[Stored records]
********
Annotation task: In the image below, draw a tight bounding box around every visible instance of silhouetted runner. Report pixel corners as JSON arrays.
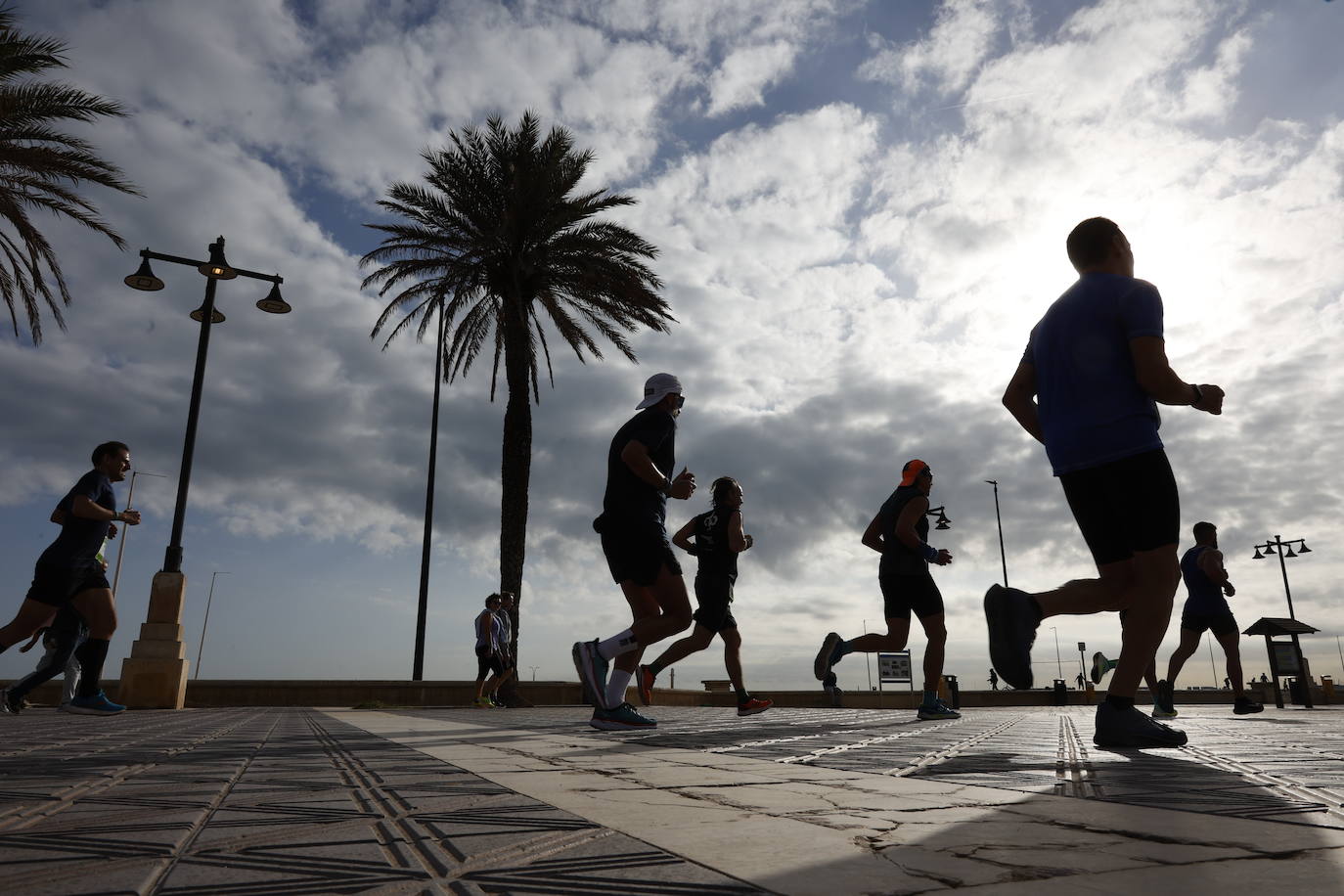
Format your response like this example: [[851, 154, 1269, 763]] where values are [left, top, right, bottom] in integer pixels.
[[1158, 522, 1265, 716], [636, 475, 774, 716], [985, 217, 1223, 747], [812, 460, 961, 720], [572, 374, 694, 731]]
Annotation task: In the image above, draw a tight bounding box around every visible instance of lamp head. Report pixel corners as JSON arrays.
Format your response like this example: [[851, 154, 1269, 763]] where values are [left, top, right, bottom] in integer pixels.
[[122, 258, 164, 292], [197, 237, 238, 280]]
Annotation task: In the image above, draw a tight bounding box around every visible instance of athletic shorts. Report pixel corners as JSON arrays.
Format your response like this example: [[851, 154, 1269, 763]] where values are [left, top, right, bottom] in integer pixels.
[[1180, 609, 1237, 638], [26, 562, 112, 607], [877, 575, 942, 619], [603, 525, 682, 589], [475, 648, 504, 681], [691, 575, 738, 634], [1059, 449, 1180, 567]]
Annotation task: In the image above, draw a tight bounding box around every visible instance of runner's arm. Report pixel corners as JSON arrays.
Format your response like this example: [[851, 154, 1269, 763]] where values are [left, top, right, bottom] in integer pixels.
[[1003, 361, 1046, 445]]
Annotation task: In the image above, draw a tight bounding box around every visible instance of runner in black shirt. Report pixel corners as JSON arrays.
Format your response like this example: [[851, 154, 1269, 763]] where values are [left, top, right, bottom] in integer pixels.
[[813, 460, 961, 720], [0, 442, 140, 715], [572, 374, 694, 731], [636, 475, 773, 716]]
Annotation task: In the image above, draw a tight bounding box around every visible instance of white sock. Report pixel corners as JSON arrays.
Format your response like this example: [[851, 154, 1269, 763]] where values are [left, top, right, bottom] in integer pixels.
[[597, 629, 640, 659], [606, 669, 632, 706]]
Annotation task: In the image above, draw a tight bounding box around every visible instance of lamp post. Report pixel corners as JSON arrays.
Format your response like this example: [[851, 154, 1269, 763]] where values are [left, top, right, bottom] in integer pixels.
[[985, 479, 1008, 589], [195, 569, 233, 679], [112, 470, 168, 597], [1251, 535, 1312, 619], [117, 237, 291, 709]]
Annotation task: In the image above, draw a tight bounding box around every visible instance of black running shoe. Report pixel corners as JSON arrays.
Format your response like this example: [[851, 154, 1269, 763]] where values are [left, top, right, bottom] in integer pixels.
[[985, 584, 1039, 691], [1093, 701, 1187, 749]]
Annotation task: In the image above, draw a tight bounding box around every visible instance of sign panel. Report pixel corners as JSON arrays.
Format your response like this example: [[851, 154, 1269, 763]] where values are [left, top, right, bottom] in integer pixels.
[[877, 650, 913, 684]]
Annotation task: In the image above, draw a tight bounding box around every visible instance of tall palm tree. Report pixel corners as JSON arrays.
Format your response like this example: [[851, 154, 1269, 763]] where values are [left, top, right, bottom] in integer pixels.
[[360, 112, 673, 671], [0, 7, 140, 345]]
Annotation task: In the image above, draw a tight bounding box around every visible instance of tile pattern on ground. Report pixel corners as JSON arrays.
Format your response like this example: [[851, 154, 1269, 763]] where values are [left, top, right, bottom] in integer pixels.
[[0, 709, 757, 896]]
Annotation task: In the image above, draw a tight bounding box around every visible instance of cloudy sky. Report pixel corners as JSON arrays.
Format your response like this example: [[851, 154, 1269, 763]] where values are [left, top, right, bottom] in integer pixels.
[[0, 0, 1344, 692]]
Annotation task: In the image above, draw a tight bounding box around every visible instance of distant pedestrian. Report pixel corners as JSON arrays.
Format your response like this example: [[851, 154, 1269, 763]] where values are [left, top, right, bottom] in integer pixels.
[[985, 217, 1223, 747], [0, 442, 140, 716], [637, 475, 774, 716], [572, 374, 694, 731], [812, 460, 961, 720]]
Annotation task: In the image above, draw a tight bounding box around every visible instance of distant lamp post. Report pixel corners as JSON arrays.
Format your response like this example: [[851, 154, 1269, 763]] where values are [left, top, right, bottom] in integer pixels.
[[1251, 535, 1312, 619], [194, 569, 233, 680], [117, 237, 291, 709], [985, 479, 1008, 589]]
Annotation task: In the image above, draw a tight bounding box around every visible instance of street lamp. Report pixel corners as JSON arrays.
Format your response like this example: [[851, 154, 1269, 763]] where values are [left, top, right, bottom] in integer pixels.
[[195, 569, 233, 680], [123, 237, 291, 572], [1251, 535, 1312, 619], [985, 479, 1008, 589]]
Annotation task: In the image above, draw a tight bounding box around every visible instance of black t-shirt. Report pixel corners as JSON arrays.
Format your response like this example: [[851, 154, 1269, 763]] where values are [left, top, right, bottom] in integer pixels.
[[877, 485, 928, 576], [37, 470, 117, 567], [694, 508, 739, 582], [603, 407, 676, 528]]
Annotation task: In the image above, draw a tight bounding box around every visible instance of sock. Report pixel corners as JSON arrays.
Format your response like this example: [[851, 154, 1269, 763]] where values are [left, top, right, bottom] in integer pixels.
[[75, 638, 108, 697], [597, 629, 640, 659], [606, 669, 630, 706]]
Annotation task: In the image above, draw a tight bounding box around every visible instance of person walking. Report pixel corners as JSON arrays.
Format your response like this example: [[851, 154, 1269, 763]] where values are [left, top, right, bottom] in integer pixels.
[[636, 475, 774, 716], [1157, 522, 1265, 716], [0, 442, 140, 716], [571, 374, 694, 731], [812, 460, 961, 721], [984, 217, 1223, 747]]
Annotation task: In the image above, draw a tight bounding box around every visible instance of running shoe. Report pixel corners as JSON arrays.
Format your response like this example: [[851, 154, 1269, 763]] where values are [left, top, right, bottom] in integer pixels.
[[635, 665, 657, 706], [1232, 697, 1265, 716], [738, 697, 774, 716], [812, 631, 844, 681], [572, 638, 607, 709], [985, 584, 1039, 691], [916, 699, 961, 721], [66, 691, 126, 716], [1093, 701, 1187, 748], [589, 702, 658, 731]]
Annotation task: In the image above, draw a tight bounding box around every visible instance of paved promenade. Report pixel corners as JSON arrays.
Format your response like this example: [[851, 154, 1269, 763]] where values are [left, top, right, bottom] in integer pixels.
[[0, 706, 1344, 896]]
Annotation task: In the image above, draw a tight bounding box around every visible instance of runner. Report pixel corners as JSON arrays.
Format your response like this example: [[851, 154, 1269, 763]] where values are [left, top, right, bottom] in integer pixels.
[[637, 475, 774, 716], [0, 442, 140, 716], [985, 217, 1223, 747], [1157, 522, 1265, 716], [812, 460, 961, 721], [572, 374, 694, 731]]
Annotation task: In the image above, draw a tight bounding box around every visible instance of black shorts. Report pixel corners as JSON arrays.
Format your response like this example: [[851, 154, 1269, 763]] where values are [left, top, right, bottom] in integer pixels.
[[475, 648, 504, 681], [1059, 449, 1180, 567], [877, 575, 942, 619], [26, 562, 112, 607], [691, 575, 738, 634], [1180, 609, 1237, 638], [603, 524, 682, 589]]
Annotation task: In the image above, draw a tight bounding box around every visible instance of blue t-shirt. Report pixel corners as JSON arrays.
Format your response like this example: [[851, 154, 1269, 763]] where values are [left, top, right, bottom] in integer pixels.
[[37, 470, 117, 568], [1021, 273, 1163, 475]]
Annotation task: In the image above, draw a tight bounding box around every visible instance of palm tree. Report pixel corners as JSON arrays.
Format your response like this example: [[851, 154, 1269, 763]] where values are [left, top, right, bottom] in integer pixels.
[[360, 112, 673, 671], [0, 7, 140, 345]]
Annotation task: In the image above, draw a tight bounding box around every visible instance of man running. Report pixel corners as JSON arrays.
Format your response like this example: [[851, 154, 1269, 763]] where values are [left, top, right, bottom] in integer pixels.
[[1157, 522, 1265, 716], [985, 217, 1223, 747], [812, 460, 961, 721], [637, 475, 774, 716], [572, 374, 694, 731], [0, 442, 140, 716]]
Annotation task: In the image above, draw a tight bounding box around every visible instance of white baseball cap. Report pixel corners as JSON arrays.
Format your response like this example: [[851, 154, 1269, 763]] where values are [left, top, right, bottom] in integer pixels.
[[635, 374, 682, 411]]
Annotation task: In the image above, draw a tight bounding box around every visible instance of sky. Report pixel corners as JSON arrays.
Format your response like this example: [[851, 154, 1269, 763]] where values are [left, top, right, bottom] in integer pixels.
********
#### Required work:
Convert the records into a Markdown table with the columns Row and Line, beginning at the line that contains "head. Report pixel corners as JSON arrays." and stopping after the line that contains "475, 773, 716]]". Leave out any blank lines.

#### Solved problem:
| Row | Line |
|---|---|
| 1 | Annotation task: In the image above, draw a tight bounding box around every visible instance of lamp head. Report pixel corners as JSON arrays. |
| 2 | Format your response like this example: [[851, 154, 1269, 763]] where values are [left, top, right, bottom] in integer pixels. |
| 3 | [[122, 258, 164, 292], [197, 237, 238, 280]] |
| 4 | Annotation task: In the image above, draw a tight bounding box around every visible instance of athletic shorts. Report pixel corners as JSON arrays. |
| 5 | Format your response like this example: [[851, 154, 1269, 763]] where values are [left, top, right, bottom] in integer pixels. |
| 6 | [[1180, 609, 1237, 638], [26, 562, 112, 607], [877, 575, 942, 619], [603, 525, 682, 589], [475, 648, 504, 681], [691, 575, 738, 634], [1059, 449, 1180, 567]] |
| 7 | Annotation task: In the image above, draw a tight bounding box around every visible instance of runner's arm. Report pixel corners as JSON arrays. |
| 8 | Format your response like this example: [[851, 154, 1269, 763]] where values are [left, top, right, bottom] in integer pixels. |
| 9 | [[1003, 361, 1046, 445]] |
| 10 | Annotation task: In the image above, draw a tight bounding box around every visible instance of runner in black shirt. Report pixel corners as JSON arrays. |
| 11 | Format your response like this example: [[851, 154, 1269, 763]] where values are [left, top, right, bottom] in integer pixels. |
| 12 | [[813, 460, 961, 720], [0, 442, 140, 715], [572, 374, 694, 731], [636, 475, 773, 716]] |